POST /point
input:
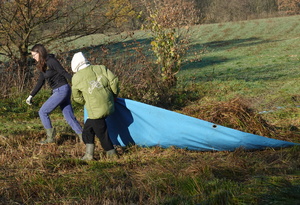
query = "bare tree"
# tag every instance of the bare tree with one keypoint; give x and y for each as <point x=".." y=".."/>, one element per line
<point x="24" y="23"/>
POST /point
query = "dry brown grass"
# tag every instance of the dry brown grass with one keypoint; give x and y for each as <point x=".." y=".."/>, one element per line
<point x="236" y="114"/>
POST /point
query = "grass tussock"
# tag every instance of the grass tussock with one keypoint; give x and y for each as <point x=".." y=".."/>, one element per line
<point x="235" y="113"/>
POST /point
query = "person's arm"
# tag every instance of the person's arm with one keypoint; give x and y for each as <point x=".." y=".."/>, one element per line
<point x="76" y="93"/>
<point x="53" y="63"/>
<point x="113" y="80"/>
<point x="39" y="84"/>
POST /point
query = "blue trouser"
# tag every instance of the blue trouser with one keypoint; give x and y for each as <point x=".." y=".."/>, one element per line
<point x="61" y="97"/>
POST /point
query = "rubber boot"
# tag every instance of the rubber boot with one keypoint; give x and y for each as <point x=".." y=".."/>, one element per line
<point x="80" y="138"/>
<point x="111" y="154"/>
<point x="89" y="152"/>
<point x="51" y="132"/>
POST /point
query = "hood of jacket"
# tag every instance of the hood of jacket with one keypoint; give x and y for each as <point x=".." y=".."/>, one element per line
<point x="79" y="62"/>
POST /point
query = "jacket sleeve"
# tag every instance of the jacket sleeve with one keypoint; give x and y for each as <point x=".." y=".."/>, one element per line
<point x="114" y="82"/>
<point x="39" y="84"/>
<point x="76" y="93"/>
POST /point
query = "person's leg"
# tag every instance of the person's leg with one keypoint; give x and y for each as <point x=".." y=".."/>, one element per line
<point x="67" y="110"/>
<point x="52" y="102"/>
<point x="100" y="129"/>
<point x="88" y="136"/>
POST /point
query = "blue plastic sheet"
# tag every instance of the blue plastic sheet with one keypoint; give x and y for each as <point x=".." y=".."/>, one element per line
<point x="145" y="125"/>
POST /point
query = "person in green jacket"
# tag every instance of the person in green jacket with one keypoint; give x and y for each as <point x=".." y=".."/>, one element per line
<point x="96" y="87"/>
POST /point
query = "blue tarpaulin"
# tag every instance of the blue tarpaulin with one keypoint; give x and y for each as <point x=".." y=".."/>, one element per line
<point x="145" y="125"/>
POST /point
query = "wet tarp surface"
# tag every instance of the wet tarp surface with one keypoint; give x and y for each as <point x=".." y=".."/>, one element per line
<point x="145" y="125"/>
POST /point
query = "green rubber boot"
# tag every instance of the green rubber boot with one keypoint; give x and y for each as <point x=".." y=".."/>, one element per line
<point x="51" y="132"/>
<point x="111" y="154"/>
<point x="89" y="152"/>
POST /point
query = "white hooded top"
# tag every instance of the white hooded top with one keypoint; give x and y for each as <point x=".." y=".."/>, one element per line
<point x="79" y="62"/>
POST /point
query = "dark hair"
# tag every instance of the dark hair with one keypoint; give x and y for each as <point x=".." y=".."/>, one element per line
<point x="41" y="50"/>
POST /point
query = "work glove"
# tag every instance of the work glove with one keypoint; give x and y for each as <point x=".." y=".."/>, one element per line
<point x="28" y="100"/>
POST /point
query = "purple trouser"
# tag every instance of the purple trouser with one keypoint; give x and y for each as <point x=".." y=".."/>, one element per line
<point x="61" y="97"/>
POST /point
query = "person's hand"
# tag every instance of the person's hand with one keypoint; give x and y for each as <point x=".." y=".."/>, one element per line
<point x="28" y="100"/>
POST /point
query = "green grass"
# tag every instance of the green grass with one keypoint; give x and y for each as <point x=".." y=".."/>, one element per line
<point x="256" y="60"/>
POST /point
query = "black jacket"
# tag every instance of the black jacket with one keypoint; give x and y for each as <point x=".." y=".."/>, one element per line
<point x="55" y="75"/>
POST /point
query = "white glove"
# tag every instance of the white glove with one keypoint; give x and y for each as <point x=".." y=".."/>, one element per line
<point x="28" y="100"/>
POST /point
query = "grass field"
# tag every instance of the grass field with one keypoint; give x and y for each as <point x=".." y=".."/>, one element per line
<point x="257" y="61"/>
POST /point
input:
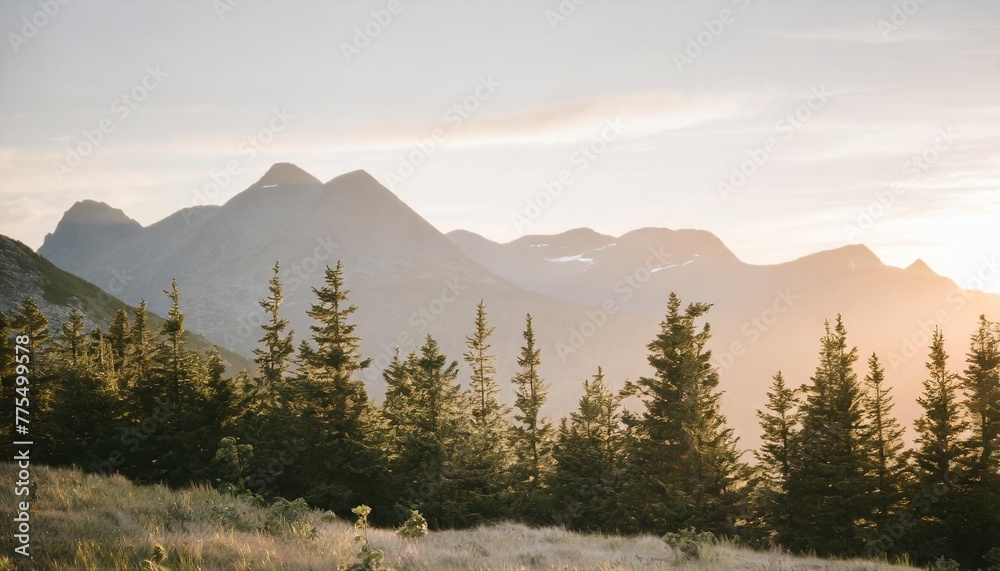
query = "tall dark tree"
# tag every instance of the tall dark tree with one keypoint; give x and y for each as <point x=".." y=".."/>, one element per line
<point x="532" y="436"/>
<point x="779" y="423"/>
<point x="118" y="338"/>
<point x="979" y="494"/>
<point x="487" y="453"/>
<point x="981" y="382"/>
<point x="831" y="470"/>
<point x="333" y="467"/>
<point x="681" y="437"/>
<point x="939" y="458"/>
<point x="429" y="440"/>
<point x="885" y="440"/>
<point x="272" y="357"/>
<point x="31" y="322"/>
<point x="586" y="481"/>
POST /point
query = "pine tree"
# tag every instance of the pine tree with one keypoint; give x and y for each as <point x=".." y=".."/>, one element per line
<point x="981" y="382"/>
<point x="31" y="322"/>
<point x="939" y="457"/>
<point x="885" y="437"/>
<point x="684" y="458"/>
<point x="779" y="423"/>
<point x="486" y="456"/>
<point x="71" y="345"/>
<point x="79" y="425"/>
<point x="979" y="494"/>
<point x="332" y="417"/>
<point x="272" y="358"/>
<point x="832" y="464"/>
<point x="585" y="483"/>
<point x="429" y="440"/>
<point x="118" y="333"/>
<point x="939" y="446"/>
<point x="532" y="437"/>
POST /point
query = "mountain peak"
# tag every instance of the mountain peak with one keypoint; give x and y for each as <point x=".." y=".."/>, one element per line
<point x="920" y="267"/>
<point x="358" y="177"/>
<point x="93" y="212"/>
<point x="287" y="174"/>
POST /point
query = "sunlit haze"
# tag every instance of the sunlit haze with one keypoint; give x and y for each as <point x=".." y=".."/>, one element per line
<point x="784" y="128"/>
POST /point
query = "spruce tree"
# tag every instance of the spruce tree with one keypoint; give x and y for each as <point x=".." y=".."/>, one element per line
<point x="885" y="438"/>
<point x="486" y="456"/>
<point x="31" y="322"/>
<point x="430" y="436"/>
<point x="332" y="417"/>
<point x="830" y="473"/>
<point x="532" y="436"/>
<point x="272" y="358"/>
<point x="780" y="424"/>
<point x="685" y="464"/>
<point x="979" y="494"/>
<point x="939" y="458"/>
<point x="118" y="334"/>
<point x="585" y="482"/>
<point x="981" y="382"/>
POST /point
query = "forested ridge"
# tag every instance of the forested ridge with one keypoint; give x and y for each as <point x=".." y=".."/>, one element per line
<point x="832" y="476"/>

**What you need to do**
Retype all the entries word for word; the pictures stay out.

**Output for this task**
POST /point
input:
query = "bare tree"
# tag every instance of the bare tree with one keypoint; give x and y for each as <point x=".." y=".."/>, one element per line
<point x="24" y="23"/>
POST /point
query = "dry brown grass"
# tag every instance of the dry brown grass with one keypoint; give x and y for each as <point x=".." y=".."/>, one element per line
<point x="236" y="114"/>
POST /point
query = "grass tussock"
# tag every instance of the grass tussock with one keypoint; give x and y for each as <point x=".." y=".."/>, one element per line
<point x="235" y="113"/>
POST /point
query = "person's arm"
# tag every instance of the person's arm with one keypoint; give x and y for each as <point x=".." y=".."/>, one element per line
<point x="76" y="93"/>
<point x="53" y="63"/>
<point x="113" y="80"/>
<point x="39" y="84"/>
POST /point
query = "blue trouser"
# tag every instance of the blue trouser with one keypoint; give x and y for each as <point x=".." y=".."/>, one element per line
<point x="61" y="97"/>
POST /point
query = "rubber boot"
# tag every instance of the rubber boot with one keypoint; give x and y for each as <point x=".." y=".."/>, one element per line
<point x="80" y="138"/>
<point x="111" y="154"/>
<point x="89" y="152"/>
<point x="51" y="132"/>
POST /point
query = "hood of jacket"
# tag every instance of the hood of jacket with one keypoint; give x and y for each as <point x=".." y=".."/>, one element per line
<point x="79" y="62"/>
POST /point
query = "jacket sleeve"
# tag every instance of the jacket sleeve with one keypoint; give x and y for each as <point x=".." y=".."/>, one element per line
<point x="114" y="82"/>
<point x="39" y="84"/>
<point x="76" y="93"/>
POST /point
query = "person's leg"
# tag every instance of the person's leg with one keypoint; give x and y for each as <point x=".." y=".."/>, one element per line
<point x="67" y="110"/>
<point x="52" y="102"/>
<point x="100" y="129"/>
<point x="88" y="136"/>
POST /point
query = "blue plastic sheet"
# tag every instance of the blue plastic sheet with one keypoint; give x and y for each as <point x=".." y=".."/>, one element per line
<point x="145" y="125"/>
POST /point
query = "person in green jacket"
# tag every instance of the person in green jacket with one keypoint; give x and y for each as <point x=".." y=".."/>, one element per line
<point x="96" y="87"/>
POST /point
query = "blue tarpaulin"
# tag every instance of the blue tarpaulin with one keypoint; give x and y for each as <point x=".." y=".."/>, one element per line
<point x="145" y="125"/>
POST /point
query = "wet tarp surface"
# tag every instance of the wet tarp surface with one keypoint; give x and y for each as <point x=".." y=".."/>, one element per line
<point x="145" y="125"/>
POST /point
query = "green rubber boot"
# tag every instance of the green rubber boot with one keypoint; give x and y for each as <point x=".." y=".."/>, one element per line
<point x="51" y="132"/>
<point x="111" y="154"/>
<point x="89" y="152"/>
POST /point
query = "white hooded top"
# tag every instance of the white hooded top with one keypoint; give x and y for each as <point x=".." y=".."/>, one element per line
<point x="79" y="62"/>
POST /point
query = "dark hair"
# tag every instance of the dark hair with one keypoint; give x and y for each as <point x=".." y=".."/>, one element per line
<point x="41" y="50"/>
POST /point
query = "work glove"
# tag every instance of the work glove with one keypoint; give x and y for each as <point x=".." y=".."/>, one element per line
<point x="28" y="100"/>
POST /point
query = "purple trouser"
# tag every instance of the purple trouser with one keypoint; give x and y for each as <point x=".." y=".."/>, one element per line
<point x="61" y="97"/>
POST /point
query = "person's hand"
# tag every instance of the person's hand with one keypoint; give x and y for each as <point x=".." y=".."/>, one element per line
<point x="28" y="100"/>
POST /point
query = "green grass"
# tag every instance of the green grass with one keypoint; give x and y for each as <point x=".." y=".."/>, one element per line
<point x="256" y="60"/>
POST /point
query = "black jacket"
# tag every instance of the black jacket with one keypoint; give x and y for each as <point x=".." y=".."/>, one element per line
<point x="55" y="75"/>
POST /point
query = "white glove"
# tag every instance of the white glove with one keypoint; give x and y for each as <point x=".." y=".."/>, one element per line
<point x="28" y="100"/>
POST /point
query = "grass field"
# tag every instance of the grass field with one keypoint; give x and y for each as <point x=".." y=".."/>, one element per line
<point x="257" y="61"/>
POST /point
input:
query = "tall dark tree"
# tag every instance of the tall dark tree with one keypoint; give x and y for each as <point x=".." y=".."/>, one element per line
<point x="532" y="436"/>
<point x="779" y="423"/>
<point x="118" y="338"/>
<point x="979" y="494"/>
<point x="487" y="453"/>
<point x="981" y="382"/>
<point x="831" y="470"/>
<point x="333" y="467"/>
<point x="681" y="437"/>
<point x="939" y="458"/>
<point x="429" y="440"/>
<point x="885" y="440"/>
<point x="272" y="357"/>
<point x="31" y="322"/>
<point x="586" y="481"/>
POST /point
query = "pine tree"
# tag every instance of the pine tree with one keypoint; give x and y for each as <point x=".." y=".."/>, one element per line
<point x="981" y="382"/>
<point x="31" y="322"/>
<point x="939" y="457"/>
<point x="885" y="437"/>
<point x="684" y="458"/>
<point x="779" y="423"/>
<point x="486" y="456"/>
<point x="71" y="345"/>
<point x="79" y="425"/>
<point x="979" y="494"/>
<point x="332" y="417"/>
<point x="272" y="358"/>
<point x="832" y="464"/>
<point x="585" y="483"/>
<point x="429" y="440"/>
<point x="118" y="333"/>
<point x="939" y="446"/>
<point x="532" y="437"/>
POST /point
query = "mountain peak"
# tag every instance of the mountain peak with one keypoint; give x and y for each as <point x=".." y=".."/>, one element per line
<point x="920" y="267"/>
<point x="358" y="177"/>
<point x="93" y="212"/>
<point x="287" y="174"/>
POST /point
query = "sunlit haze"
# tag every instance of the sunlit haze with one keypoint; give x and y for each as <point x=".." y=".."/>, one element per line
<point x="784" y="128"/>
POST /point
query = "spruce tree"
# tag every instance of the spruce tree with one keypoint; give x and y for each as <point x=".." y=".."/>, one element per line
<point x="885" y="438"/>
<point x="486" y="456"/>
<point x="31" y="322"/>
<point x="430" y="436"/>
<point x="332" y="417"/>
<point x="830" y="473"/>
<point x="532" y="436"/>
<point x="272" y="358"/>
<point x="780" y="424"/>
<point x="685" y="464"/>
<point x="979" y="494"/>
<point x="939" y="458"/>
<point x="118" y="334"/>
<point x="585" y="482"/>
<point x="981" y="382"/>
POST /point
query = "forested ridge"
# tag every instance of the forested ridge with one keypoint; give x and y for each as <point x=".." y=".."/>, one element per line
<point x="832" y="476"/>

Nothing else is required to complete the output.